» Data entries
= Beginning of Section =
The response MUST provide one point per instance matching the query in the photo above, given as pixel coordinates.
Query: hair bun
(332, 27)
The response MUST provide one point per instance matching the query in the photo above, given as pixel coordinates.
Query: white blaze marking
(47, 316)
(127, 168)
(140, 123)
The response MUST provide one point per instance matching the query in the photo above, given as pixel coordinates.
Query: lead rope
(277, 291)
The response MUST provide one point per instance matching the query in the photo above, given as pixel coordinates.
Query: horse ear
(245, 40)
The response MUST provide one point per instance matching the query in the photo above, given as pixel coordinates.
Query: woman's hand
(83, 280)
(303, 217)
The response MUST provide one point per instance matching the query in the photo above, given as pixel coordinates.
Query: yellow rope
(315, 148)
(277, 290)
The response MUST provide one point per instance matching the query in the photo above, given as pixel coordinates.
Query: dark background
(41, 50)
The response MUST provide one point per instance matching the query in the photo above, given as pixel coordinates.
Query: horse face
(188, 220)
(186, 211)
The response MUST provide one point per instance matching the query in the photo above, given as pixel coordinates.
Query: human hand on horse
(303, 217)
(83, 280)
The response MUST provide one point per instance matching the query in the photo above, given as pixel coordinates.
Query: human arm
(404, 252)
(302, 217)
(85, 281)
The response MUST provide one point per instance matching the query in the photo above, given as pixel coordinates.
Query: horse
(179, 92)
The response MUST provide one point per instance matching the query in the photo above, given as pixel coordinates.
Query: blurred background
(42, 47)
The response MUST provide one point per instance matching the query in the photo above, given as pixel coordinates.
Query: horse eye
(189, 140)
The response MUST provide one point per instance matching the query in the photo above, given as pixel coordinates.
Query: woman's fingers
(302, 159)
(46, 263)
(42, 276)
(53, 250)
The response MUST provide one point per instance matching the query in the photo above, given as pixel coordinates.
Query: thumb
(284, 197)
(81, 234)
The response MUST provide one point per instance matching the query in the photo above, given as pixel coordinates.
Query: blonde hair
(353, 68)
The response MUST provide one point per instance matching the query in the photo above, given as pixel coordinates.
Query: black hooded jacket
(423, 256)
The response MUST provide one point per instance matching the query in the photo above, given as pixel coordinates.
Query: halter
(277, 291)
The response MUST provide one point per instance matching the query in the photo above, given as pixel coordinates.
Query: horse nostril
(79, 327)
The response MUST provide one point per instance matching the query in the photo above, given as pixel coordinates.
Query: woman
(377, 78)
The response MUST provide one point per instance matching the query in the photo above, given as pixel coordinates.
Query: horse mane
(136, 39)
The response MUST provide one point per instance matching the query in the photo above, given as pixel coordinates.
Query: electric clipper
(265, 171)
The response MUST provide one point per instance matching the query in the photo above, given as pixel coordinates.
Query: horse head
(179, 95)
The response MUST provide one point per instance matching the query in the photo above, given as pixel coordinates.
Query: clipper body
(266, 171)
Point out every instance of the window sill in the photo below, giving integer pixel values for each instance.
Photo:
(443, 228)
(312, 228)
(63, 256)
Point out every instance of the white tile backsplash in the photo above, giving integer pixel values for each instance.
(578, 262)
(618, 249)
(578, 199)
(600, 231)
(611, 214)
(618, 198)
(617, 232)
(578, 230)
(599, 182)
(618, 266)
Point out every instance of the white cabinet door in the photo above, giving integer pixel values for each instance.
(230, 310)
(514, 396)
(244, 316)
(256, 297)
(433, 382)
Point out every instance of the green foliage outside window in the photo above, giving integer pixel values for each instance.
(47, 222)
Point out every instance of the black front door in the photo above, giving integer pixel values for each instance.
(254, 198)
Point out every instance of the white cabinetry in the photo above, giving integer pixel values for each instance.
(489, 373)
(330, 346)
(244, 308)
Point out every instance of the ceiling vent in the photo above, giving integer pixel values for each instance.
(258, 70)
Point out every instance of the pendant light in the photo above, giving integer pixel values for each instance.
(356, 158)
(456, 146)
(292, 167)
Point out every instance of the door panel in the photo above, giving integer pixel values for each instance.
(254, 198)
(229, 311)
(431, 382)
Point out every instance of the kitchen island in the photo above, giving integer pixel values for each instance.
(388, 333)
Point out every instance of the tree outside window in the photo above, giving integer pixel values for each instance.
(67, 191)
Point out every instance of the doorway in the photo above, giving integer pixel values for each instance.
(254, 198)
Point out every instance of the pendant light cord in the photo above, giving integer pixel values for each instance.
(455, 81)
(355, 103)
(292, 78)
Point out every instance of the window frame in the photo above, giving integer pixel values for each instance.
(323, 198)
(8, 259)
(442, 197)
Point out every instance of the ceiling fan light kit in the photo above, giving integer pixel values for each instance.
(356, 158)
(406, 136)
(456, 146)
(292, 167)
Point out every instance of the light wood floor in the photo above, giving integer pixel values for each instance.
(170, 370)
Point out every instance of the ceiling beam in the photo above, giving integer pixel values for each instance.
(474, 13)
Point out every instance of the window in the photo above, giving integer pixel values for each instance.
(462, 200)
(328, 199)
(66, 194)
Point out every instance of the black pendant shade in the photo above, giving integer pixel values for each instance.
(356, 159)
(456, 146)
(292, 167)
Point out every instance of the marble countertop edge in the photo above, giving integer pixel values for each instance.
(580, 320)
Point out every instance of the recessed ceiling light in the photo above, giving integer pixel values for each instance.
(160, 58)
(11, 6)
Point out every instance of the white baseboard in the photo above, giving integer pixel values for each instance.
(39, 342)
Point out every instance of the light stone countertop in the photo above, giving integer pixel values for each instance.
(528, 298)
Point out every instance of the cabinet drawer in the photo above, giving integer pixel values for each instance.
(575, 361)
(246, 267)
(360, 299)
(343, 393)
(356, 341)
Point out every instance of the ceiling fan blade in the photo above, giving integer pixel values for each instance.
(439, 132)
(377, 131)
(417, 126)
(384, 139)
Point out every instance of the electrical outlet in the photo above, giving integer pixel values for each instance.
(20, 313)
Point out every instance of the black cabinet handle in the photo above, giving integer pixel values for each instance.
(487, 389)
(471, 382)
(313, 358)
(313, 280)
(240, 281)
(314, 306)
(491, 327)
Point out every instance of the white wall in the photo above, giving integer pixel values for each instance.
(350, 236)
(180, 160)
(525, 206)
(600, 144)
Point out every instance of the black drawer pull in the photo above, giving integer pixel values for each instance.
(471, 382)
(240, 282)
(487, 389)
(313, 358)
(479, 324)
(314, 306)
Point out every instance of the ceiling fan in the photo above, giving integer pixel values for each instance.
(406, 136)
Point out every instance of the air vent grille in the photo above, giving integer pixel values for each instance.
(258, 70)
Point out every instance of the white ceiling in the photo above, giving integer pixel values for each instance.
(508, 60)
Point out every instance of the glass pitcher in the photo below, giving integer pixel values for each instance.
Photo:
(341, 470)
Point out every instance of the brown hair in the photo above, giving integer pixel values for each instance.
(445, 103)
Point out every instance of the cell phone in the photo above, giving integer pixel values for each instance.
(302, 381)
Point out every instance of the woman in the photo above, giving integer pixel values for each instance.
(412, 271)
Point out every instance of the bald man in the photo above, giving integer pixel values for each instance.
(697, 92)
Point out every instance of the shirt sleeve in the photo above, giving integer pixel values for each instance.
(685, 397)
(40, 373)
= End of Section =
» PROBLEM STATEMENT
Copy the records above, keeping each line identical.

» ANSWER SECTION
The response MUST provide one point per instance matching the query in the photo above, given as pixel coordinates.
Query: hair bun
(332, 27)
The response MUST provide one point per instance matching the query in the photo above, given as pixel coordinates.
Query: white blaze marking
(47, 316)
(127, 168)
(140, 123)
The response MUST provide one point per instance matching the query in the photo above, given as pixel coordinates.
Query: lead rope
(277, 291)
The response MUST provide one point per instance matching the query in the photo above, given as pixel coordinates.
Query: horse ear
(245, 40)
The response MUST provide one point per instance matching the query in the photo above, given as pixel coordinates.
Query: woman's hand
(83, 280)
(303, 217)
The response MUST provide one point per instance matching the query in the photo above, given as pixel coordinates.
Query: yellow rope
(315, 148)
(277, 290)
The response MUST provide one point per instance matching the query in the photo above, given as pixel coordinates.
Query: dark background
(41, 50)
The response MUST provide one point per instance matching the query in the photo above, given as pixel coordinates.
Query: horse face
(188, 220)
(186, 211)
The response MUST provide one point per instance matching the query in the photo above, given as pixel coordinates.
Query: human hand on horse
(303, 217)
(83, 280)
The response MUST provide one point per instance matching the query in the photo above, given as pixel coordinates.
Query: human arm
(404, 252)
(302, 217)
(85, 281)
The response MUST provide one point per instance matching the query in the photo above, given as pixel coordinates.
Query: horse
(179, 92)
The response MUST provide one point per instance matching the query in the photo above, given as pixel coordinates.
Query: blurred background
(42, 47)
The response MUST provide one point per instance matching the query in the photo above, given as pixel coordinates.
Query: horse eye
(189, 140)
The response MUST provide one point per instance matching the query in the photo above, given as pixel coordinates.
Query: woman's fingers
(302, 159)
(46, 263)
(42, 276)
(53, 250)
The response MUST provide one point per instance matching the query in the photo above, given as pixel coordinates.
Query: thumb
(284, 197)
(81, 234)
The response MUST provide one point per instance matching the query in the photo above, given as pixel coordinates.
Query: blonde hair
(353, 68)
The response MUST provide one point per instance matching the query in the photo above, given as pixel coordinates.
Query: black hooded jacket
(423, 256)
The response MUST provide one point per instance matching the query in the photo above, given as pixel coordinates.
Query: halter
(277, 291)
The response MUST provide one point per instance matching the query in the photo above, given as pixel coordinates.
Query: horse nostril
(79, 327)
The response MUST provide one point per instance matching the query in the photo above, given as pixel coordinates.
Query: woman
(377, 78)
The response MUST provide one point per instance matching the query in the photo above, given as pixel coordinates.
Query: horse mane
(136, 39)
The response MUST provide one point per instance matching the query in the photo above, given as pixel coordinates.
Query: electric clipper
(265, 171)
The response MUST provide one point per instance matching the query in the photo above, given as pixel coordinates.
Query: horse head
(179, 95)
The response MUST provide one point per instance matching the query in the photo above, given as pixel coordinates.
Query: clipper body
(266, 171)
Point out every instance of the window sill in the photo below, giving integer pixel values for each instance.
Photo:
(443, 228)
(312, 228)
(63, 256)
Point out every instance of the white tile backsplash in the photo above, giving integer pixel values for each instance.
(578, 262)
(618, 249)
(578, 199)
(600, 231)
(611, 214)
(618, 198)
(617, 232)
(578, 230)
(599, 182)
(618, 266)
Point out every instance of the white cabinet door in the photo above, giving integer pixel values for each instance.
(230, 310)
(514, 396)
(244, 316)
(256, 297)
(433, 382)
Point out every instance of the green foliage outside window in the photo above, giving integer pixel values for each instance.
(47, 222)
Point out every instance of the black front door in the photo above, giving integer pixel values for each instance.
(254, 198)
Point out every instance of the white cabinetry in the photo above, giving integer pixel values for each instance.
(489, 373)
(330, 346)
(244, 308)
Point out every instance of the ceiling vent in the photo above, giving integer pixel values for each instance.
(258, 70)
Point out every instance of the pendant light in the photo above, giving integer pixel values for each instance.
(356, 158)
(456, 146)
(292, 167)
Point out every instance of the door panel in the photo above, giving integer pixel values for each instance.
(254, 198)
(229, 311)
(431, 382)
Point out every instance of the kitchen island in the photo above, giving integer pixel values for each instance.
(388, 333)
Point out every instance of the tree outside window in the photo above, giving integer pixel values for each instance.
(67, 191)
Point out every instance of the doorway in the photo above, giving integer pixel values for each instance.
(254, 198)
Point out every instance of the pendant light cord in the photo above, giving integer pixel values for each instance.
(455, 81)
(355, 103)
(292, 78)
Point out every instance of the window frame in the photo above, giving integer pixel values for each instance.
(323, 198)
(8, 259)
(442, 197)
Point out every instance of the ceiling fan light kit in the photo above, giving integer pixel values for each instance.
(356, 158)
(406, 136)
(456, 146)
(292, 167)
Point out every instance of the light wood floor in the photo above, giving integer pixel values for each instance.
(170, 370)
Point out every instance of the ceiling beam in the photo above, giving integer pixel values for each instance.
(474, 13)
Point out every instance of the window in the photo above, giving integer pixel values for each instance.
(462, 200)
(328, 199)
(66, 194)
Point out every instance of the black pendant shade in the photo above, giving integer pixel values for each instance.
(356, 159)
(456, 146)
(292, 167)
Point out every instance of the marble countertop edge in the photo above, giving integer pixel values for each instance.
(580, 320)
Point out every instance of the recessed ceiling light in the photo above, giving integer pixel values for each instance.
(160, 58)
(11, 6)
Point out every instance of the white baseboard in the photo above, giving integer pixel values for each instance.
(39, 342)
Point out every instance of the light stone countertop in the photo above, giving integer pixel values for each instance.
(528, 298)
Point out every instance of the cabinet drawer in the photo above, giving integer pixel values for each instance.
(575, 361)
(246, 267)
(360, 299)
(343, 393)
(356, 341)
Point out every instance of the ceiling fan blade in the photo above, giving integer pixel values for each instance.
(439, 132)
(377, 131)
(417, 126)
(384, 139)
Point out every instance of the electrical outlet in the photo above, giving integer pixel values for each instance.
(20, 313)
Point out every instance of the black cabinet handle in the photo above, giving integer pixel values for each instance.
(487, 389)
(471, 382)
(313, 358)
(313, 280)
(240, 281)
(314, 306)
(491, 327)
Point out every instance of the white wall in the photo above, giving integer pixel values for each instance.
(350, 236)
(180, 160)
(525, 206)
(600, 144)
Point out every instance of the black drawer pull in the photo above, giving integer pixel values for each instance.
(471, 382)
(240, 282)
(487, 389)
(313, 358)
(479, 324)
(314, 306)
Point out every instance of the ceiling fan in the photo above, giving integer pixel values for each instance.
(406, 136)
Point out every instance of the air vent grille in the photo above, giving integer pixel values for each instance.
(258, 70)
Point out every instance of the white ceiling in the photo above, giving integer pixel values for each instance.
(508, 60)
Point out every instance of the glass pitcher in the photo below, giving integer pixel values for each instance.
Photo:
(341, 470)
Point out every instance of the brown hair in the photo above, giving integer pixel values for each instance.
(445, 103)
Point out every instance of the cell phone in the photo above, giving integer pixel values for each instance.
(302, 381)
Point out every instance of the woman in the photo above, giving integer pixel values for each instance.
(412, 271)
Point out every instance of the bald man in the photo above, giving integer pixel values for each instance.
(697, 92)
Point out every instance of the shirt sleeve in the photo above, giving integer pixel values for each instance.
(685, 397)
(40, 373)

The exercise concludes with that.